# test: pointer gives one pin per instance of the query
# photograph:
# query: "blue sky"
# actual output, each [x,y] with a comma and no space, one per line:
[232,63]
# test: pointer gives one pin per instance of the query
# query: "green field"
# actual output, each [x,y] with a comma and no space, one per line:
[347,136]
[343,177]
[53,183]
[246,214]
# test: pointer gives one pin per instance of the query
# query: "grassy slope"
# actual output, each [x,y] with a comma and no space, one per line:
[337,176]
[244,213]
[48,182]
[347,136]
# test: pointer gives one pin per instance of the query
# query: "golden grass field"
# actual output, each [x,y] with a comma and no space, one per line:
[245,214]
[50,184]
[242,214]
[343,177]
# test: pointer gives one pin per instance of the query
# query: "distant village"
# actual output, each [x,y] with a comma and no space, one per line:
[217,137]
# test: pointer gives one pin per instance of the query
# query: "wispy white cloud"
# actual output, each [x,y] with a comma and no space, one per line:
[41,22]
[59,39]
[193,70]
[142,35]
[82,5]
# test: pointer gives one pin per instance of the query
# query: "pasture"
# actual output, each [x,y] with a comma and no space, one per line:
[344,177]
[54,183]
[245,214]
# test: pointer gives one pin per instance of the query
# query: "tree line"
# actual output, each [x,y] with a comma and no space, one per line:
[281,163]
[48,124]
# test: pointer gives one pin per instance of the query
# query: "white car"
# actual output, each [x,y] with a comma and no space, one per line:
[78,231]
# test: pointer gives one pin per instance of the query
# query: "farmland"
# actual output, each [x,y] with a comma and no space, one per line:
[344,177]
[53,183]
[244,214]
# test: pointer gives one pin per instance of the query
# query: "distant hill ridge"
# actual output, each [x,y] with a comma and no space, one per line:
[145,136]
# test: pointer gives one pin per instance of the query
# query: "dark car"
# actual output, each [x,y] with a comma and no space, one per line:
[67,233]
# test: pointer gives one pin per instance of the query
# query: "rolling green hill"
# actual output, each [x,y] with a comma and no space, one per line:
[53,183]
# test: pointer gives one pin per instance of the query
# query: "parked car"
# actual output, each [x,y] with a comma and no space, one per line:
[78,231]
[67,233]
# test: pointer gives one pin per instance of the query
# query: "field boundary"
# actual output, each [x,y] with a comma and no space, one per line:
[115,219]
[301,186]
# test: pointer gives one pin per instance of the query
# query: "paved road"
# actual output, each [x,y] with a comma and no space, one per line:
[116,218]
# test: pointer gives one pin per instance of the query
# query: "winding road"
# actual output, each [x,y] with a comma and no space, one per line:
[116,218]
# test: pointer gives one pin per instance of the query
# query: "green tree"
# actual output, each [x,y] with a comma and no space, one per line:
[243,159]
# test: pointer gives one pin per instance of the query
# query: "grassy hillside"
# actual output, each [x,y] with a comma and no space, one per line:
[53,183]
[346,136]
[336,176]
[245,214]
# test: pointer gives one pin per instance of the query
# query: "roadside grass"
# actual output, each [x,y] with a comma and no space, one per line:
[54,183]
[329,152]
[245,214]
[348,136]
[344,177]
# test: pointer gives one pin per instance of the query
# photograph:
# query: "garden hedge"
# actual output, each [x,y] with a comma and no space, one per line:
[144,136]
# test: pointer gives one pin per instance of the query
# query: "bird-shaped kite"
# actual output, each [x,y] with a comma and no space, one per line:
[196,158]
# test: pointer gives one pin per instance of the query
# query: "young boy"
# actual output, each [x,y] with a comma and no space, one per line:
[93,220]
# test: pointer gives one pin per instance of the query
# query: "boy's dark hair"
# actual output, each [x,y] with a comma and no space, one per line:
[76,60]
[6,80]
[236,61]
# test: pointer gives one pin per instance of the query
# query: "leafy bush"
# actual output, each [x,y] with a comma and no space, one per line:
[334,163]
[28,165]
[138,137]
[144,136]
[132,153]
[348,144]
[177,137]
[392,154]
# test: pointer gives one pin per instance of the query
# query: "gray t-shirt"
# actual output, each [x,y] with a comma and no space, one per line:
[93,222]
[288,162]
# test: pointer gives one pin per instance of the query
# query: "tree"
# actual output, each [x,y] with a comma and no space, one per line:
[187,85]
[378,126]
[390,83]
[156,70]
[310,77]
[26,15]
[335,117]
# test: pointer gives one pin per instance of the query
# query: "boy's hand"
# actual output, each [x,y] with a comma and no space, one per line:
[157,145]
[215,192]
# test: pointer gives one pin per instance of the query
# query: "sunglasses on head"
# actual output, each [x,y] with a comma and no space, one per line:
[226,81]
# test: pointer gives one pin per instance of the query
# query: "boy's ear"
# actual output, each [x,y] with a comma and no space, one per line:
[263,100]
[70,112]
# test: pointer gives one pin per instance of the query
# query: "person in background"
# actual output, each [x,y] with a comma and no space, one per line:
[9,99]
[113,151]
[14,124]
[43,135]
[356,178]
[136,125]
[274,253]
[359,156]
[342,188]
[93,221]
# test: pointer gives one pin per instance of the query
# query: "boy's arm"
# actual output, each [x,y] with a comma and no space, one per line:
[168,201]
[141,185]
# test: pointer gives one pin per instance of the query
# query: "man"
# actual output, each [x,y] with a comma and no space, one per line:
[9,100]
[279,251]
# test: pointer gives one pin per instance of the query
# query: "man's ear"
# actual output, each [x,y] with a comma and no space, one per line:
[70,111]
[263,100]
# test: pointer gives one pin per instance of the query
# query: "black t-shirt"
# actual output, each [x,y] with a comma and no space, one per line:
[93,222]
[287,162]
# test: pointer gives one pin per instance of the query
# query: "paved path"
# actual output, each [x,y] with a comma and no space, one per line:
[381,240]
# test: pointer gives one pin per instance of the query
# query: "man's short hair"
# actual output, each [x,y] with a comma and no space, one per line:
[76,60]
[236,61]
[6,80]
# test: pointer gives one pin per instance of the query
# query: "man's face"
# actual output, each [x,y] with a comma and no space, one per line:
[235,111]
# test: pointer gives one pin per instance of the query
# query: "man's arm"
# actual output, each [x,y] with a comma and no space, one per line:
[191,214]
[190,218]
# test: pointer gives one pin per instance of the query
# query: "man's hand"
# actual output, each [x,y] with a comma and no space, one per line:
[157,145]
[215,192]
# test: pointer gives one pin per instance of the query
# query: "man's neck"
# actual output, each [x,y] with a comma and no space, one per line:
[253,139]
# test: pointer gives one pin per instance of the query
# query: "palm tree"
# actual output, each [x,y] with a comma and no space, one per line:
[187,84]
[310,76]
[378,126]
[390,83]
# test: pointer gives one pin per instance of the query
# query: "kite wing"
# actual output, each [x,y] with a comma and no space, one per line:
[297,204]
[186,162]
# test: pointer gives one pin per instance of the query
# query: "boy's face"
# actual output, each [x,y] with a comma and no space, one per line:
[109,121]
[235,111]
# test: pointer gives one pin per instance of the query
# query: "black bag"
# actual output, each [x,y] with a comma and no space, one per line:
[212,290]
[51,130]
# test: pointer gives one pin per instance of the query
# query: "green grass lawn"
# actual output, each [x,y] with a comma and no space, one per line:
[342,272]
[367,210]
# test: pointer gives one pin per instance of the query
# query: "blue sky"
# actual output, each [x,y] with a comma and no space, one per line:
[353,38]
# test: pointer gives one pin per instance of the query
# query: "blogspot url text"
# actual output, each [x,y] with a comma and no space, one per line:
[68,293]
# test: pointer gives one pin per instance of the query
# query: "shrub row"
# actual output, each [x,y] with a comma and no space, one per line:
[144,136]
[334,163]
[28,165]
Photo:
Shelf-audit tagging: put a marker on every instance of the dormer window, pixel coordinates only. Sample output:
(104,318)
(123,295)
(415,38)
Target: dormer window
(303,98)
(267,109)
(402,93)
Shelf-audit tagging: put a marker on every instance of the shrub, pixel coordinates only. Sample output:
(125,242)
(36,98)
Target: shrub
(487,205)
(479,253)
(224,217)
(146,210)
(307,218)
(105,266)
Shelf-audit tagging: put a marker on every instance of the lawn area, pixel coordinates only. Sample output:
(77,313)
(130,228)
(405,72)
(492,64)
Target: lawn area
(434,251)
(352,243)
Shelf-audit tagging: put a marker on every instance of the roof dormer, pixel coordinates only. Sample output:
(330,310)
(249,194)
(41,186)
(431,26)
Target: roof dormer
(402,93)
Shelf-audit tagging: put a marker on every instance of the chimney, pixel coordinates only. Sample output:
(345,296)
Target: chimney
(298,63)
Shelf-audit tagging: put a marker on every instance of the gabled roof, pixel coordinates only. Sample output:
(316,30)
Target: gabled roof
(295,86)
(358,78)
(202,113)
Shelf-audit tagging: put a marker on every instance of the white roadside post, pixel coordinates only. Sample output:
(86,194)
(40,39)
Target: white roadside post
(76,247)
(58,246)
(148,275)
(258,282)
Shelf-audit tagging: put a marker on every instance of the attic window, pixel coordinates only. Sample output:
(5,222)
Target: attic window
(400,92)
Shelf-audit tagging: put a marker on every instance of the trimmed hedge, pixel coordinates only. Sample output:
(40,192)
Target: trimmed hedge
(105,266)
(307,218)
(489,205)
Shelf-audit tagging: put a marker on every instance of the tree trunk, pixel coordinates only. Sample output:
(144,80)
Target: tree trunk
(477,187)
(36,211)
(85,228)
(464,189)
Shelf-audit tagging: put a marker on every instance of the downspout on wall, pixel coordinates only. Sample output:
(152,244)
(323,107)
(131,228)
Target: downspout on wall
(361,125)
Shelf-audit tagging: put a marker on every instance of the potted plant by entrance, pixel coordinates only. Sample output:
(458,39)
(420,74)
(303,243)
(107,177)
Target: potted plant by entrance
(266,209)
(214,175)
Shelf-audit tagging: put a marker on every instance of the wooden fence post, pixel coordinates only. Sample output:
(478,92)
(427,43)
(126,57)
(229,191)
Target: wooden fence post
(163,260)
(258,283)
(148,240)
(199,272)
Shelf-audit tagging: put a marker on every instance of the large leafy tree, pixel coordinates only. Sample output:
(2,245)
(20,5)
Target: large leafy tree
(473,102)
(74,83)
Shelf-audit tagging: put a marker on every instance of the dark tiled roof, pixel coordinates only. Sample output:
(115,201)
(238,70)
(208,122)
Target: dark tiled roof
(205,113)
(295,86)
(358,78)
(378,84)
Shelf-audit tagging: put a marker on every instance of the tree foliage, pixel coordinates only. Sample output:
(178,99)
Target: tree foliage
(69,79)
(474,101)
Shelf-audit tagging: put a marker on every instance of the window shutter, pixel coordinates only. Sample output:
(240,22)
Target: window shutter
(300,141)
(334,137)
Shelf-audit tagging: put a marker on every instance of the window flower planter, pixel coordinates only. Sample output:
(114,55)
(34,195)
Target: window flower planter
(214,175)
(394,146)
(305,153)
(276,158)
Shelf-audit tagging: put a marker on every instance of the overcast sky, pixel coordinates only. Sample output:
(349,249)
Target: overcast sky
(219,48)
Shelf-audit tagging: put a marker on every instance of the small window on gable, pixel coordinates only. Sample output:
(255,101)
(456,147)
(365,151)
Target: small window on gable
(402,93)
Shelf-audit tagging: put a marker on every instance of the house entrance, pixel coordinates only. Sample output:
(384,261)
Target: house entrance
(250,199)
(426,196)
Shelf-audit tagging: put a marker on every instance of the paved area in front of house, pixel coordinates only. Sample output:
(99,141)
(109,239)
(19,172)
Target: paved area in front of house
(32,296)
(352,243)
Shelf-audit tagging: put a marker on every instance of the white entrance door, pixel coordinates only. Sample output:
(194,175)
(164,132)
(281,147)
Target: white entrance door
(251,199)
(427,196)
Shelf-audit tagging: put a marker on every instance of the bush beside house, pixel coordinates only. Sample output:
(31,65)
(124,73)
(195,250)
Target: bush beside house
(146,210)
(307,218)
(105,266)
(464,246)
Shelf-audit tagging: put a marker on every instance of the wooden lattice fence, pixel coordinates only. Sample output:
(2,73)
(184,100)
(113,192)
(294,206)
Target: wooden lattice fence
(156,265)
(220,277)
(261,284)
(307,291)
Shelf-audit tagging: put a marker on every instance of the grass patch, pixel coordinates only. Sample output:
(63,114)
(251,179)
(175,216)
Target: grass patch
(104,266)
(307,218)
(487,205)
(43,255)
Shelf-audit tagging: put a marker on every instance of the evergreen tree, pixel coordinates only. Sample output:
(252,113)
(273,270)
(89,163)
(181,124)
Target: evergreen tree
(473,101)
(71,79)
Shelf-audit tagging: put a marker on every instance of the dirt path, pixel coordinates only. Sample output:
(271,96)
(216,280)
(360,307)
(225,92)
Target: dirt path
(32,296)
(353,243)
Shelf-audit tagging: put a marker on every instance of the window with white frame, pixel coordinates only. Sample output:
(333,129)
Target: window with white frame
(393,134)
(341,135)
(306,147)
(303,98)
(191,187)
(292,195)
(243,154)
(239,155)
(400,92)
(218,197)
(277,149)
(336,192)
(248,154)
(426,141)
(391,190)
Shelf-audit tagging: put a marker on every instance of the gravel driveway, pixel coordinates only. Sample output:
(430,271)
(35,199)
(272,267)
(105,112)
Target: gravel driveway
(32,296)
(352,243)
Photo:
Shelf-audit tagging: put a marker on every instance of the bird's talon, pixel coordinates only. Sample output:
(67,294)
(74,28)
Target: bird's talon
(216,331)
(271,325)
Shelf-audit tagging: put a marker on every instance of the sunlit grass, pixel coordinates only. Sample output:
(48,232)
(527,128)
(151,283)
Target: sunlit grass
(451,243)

^^^^^^^^^^^^^^^^

# Activity:
Scan the material for "kite" and copy the lines that hold it.

# Solution to this exercise:
# query: "bird-shaped kite"
# query: "kite wing"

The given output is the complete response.